* **What you need to do**
**A)** Please copy the episode review word for word, from "It’s no surprise" up to and including "impressive and refreshing.".
**B)** Carry the episode review forward from its final line.

* **Text excerpt**
A lot of that is setup, and it plays off that way in the episode, but it’s utterly necessary for the Curb Your Enthusiasm way it winds up weaving together in the final act. You see, Dee thinks she’s having sex with her foil’s young husband, when in fact it’s her teenage son, whom Frank promised he would get laid. Charlie and Mac decide to, in their words, take back their identities and confront their antagonists, it just so happens that this means beating the shit out of a bunch of kids in a scene as funny and unexpected as when Mac grabs Dee by the pussy last week. As for Dennis, he gets lucky when he finds that his new economical buddy owns a ’93 Range Rover, which he acquires for a modest sum. On his peaceful way home, listening to Rick Astley’s “Never Gonna Give You Up”, he finds the rest of the Gang running from their respective problems (aka the cops), and picks them up, declaring everything to be fine now that they’re back in the Rover.

It’s no surprise that the episode ends with everything returning to normal (despite the various manhunts likely being staged for most of them) but it plays so beautifully over the course of the episode. Every string they lay pays off. It’s a ridiculous episode that shouldn’t make sense when you think about it, but it’s also the product of a show that’s spent 13 years building that seasoning, ensuring that they can pull of a brazenly ridiculous, offensive episode such as this with effortless precision. As much as I love how meta this season has been so far, to see a return to the classic style of Gang hijinx and to see it be as good as the show’s always been is incredibly impressive and refreshing.

“The Gang Gets New Wheels” will compete with the best episodes in recent seasons, and it gets 9.5 bowls of chili out of 10.


The Best Lines from “The Gang Gets New Wheels”:.

  • Goddamnit count: I only counted 1 this week!

Saved entries
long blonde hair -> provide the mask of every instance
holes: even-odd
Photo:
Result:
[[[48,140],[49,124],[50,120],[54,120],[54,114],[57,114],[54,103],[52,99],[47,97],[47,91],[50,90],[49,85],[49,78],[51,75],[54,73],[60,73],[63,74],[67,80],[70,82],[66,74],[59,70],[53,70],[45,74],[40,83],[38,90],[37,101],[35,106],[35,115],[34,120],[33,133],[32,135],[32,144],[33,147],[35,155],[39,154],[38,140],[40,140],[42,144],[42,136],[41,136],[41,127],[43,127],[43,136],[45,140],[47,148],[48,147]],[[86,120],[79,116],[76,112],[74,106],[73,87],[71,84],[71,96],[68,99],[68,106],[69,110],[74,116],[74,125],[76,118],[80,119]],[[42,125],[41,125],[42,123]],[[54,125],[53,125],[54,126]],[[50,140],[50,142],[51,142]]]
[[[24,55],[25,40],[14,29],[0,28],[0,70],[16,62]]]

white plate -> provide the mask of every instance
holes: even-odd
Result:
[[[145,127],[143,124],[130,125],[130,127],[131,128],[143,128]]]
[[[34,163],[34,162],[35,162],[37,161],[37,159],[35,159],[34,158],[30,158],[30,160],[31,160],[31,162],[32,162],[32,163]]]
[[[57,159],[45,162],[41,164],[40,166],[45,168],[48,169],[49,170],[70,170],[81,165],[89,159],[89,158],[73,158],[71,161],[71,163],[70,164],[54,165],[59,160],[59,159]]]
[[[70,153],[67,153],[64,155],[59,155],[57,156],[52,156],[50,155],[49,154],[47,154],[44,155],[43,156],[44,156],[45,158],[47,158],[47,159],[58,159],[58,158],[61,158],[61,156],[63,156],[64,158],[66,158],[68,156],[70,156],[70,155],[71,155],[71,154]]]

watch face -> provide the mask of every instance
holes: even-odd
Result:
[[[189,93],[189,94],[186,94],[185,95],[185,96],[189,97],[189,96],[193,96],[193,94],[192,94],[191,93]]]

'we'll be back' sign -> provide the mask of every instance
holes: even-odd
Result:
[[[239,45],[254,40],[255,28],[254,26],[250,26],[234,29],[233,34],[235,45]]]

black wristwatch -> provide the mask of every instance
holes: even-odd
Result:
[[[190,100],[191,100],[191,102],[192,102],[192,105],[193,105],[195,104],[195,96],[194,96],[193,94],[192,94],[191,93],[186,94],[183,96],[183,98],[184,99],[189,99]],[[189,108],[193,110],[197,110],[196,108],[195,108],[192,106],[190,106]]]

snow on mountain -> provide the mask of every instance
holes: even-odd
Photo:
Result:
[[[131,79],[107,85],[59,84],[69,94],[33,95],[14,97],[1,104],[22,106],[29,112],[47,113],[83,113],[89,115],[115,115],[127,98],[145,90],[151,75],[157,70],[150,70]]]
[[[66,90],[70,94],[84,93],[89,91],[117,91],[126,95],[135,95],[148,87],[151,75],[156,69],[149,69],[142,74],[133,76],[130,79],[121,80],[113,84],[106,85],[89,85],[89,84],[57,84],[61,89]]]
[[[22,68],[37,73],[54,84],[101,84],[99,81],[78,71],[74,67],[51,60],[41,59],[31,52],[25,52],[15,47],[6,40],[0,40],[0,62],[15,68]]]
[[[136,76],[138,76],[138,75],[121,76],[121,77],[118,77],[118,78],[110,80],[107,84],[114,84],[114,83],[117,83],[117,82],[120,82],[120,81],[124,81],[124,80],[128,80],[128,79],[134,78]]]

* **Responses in order**
**A)**
It’s no surprise that the episode ends with everything returning to normal (despite the various manhunts likely being staged for most of them) but it plays so beautifully over the course of the episode. Every string they lay pays off. It’s a ridiculous episode that shouldn’t make sense when you think about it, but it’s also the product of a show that’s spent 13 years building that seasoning, ensuring that they can pull of a brazenly ridiculous, offensive episode such as this with effortless precision. As much as I love how meta this season has been so far, to see a return to the classic style of Gang hijinx and to see it be as good as the show’s always been is incredibly impressive and refreshing.

**B)**
  • Frank license picture is clearly an old still from Danny DeVito’s Taxi days, which is amazing.
  • Nothing makes me happier than the fact that they used “On Your Bike” as the song choice for when Mac and Charlie are riding their new bikes.
  • Mac: “Radical!”
  • Mac: “Well, I am gya, but he’s not my boyfriend. I could do much better than him.”
  • Charlie: “Don’t push your agenda on them, Mac!”
  • Dee: “Brenda, you gotta upgrade you stupid bitch. Don’t be a dumb idiot.”
  • Frank: “What you wanna do is you lurch into the intersection. It’s kinda like a game of chicken. You lurch and then you lurch some more and whoever doesn’t flinch gets to go first.”
  • Frank: “You can’t be PC on the road and expect to live. You will die. If you go to a four-way stop and you think the rules of the road are going to apply to an 80-year-old Asian woman, you’re going to get blasted.”
  • Dennis/John: “You got a good economy face on you too.” “What?”
  • Dennis: “It always seemed foolish to me before, but this economy car is starting to make me think I can enjoy economy activities.”
  • Charlie: “I got a Chuck Knoblock, that’s like pre-yips, man!”
  • Dee/Nail Lady: “You probably don’t speak English.” “I speak English, it’s just not funny.”
  • Dee: “Oh Karen, you bitch. You dumb idiot. You stupid savage. You’re not the alpha you crusty-ass fool. Oh, I’m gonna cuck you so hard. Your boy-toy, he’s mine! I will destroy you! I am a 2018 Range Rover woman! I am a Golden Goddess! Who are you? Idiot! Savage! Idiot!”
  • Dennis: “I don’t suck. Dude, I’ll suck YOU.”
  • Dennis on chili: “It makes me fart, and I don’t wanna fart right now. My sister farts a lot.”
  • Dennis: “The Minnesota Twins, you know what I’m saying?”
  • Mac/Charlie: “Are you drinking the Fight Milk?” “It makes me so sick.”
  • Tyler Labine: “What are you gonna do about it?”
  • Dee: “I am a Golden Goddess! You idiot! Savage! Idiot! And I banged your man!”
  • Dennis: “Clutch!”
  • Dennis: “Begone from me you soyboy beta cuck, the transaction is complete!”
  • Frank/Dee: “We almost got t-boned by an Asian. It was totally my fault, she did everything by the book, very surprising. Also Dee banged a kid.” “No, I was trying to cuck a bitch!”